_WHAT IS ASKED_: Print the entries in full, word for word, but not the pictures.

Region annotation items:
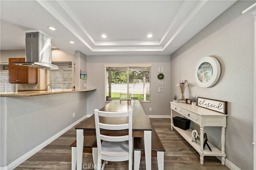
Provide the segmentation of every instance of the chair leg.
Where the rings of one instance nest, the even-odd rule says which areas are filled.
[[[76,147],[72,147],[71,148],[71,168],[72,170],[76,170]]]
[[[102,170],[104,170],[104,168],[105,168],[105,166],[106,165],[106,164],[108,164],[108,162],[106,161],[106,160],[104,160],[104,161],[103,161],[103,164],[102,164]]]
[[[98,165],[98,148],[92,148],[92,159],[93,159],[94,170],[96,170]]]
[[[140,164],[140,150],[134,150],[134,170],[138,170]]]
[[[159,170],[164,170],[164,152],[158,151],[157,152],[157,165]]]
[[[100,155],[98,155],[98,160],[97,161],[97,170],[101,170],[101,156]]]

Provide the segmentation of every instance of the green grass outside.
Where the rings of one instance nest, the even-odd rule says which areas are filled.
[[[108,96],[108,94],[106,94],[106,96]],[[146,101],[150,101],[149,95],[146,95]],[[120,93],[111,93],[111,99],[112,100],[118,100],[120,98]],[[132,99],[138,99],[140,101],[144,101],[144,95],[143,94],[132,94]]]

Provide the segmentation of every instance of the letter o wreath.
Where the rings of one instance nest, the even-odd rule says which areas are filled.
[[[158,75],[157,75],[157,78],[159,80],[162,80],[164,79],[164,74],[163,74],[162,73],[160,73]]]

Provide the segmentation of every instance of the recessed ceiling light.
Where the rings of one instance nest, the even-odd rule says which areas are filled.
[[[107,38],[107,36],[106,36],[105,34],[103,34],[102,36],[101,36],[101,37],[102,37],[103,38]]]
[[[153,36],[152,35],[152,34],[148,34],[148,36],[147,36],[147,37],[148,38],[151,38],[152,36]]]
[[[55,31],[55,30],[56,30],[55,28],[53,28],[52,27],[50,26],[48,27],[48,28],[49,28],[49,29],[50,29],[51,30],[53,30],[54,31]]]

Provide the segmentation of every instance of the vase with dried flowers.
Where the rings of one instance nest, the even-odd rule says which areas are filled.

_SOLUTION FOR THIS EXERCISE_:
Provide the segmentation of every instance of the chair leg.
Where the rings of one instance nest, the even-odd rule says which areas are filled.
[[[76,147],[72,147],[71,148],[71,168],[72,170],[76,170]]]
[[[102,170],[104,170],[104,168],[105,168],[105,166],[106,165],[106,164],[108,164],[108,162],[106,161],[106,160],[104,160],[104,161],[103,161],[103,164],[102,164]]]
[[[98,165],[98,148],[92,148],[92,159],[93,159],[94,170],[96,170]]]
[[[140,164],[140,150],[134,150],[134,170],[138,170]]]
[[[159,170],[164,170],[164,152],[158,151],[157,152],[157,165]]]
[[[100,155],[98,155],[98,160],[97,161],[97,170],[101,170],[101,156]]]

Provide the segmentation of every instance of the green grass outside.
Where the rings of one instance nest, the even-odd rule says which areas are filled.
[[[108,96],[108,94],[106,94],[106,96]],[[146,101],[150,101],[149,95],[146,95]],[[120,93],[111,93],[111,99],[112,100],[118,100],[120,98]],[[132,99],[138,99],[140,101],[144,101],[144,95],[143,94],[132,94]]]

Provide the segmentation of every instance of the letter o wreath.
Where the rings of one instance nest, the even-odd rule says which areas are filled.
[[[158,75],[157,75],[157,78],[159,80],[162,80],[164,79],[164,74],[163,74],[162,73],[160,73]]]

Provide the segmentation of every instance of the recessed ceiling light.
Where the rings of one instance nest, the even-odd rule says which areas are filled.
[[[107,38],[107,36],[106,36],[105,34],[103,34],[102,36],[101,36],[101,37],[102,37],[103,38]]]
[[[153,36],[152,35],[152,34],[148,34],[148,36],[147,36],[147,37],[148,38],[151,38],[152,36]]]
[[[55,31],[55,30],[56,30],[55,28],[53,28],[52,27],[50,26],[48,27],[48,28],[49,28],[49,29],[50,29],[51,30],[53,30],[54,31]]]

Provide the segmentation of every instance of the vase with dried flowers.
Where the rings of one instance nest, the even-odd rule says which areas are filled.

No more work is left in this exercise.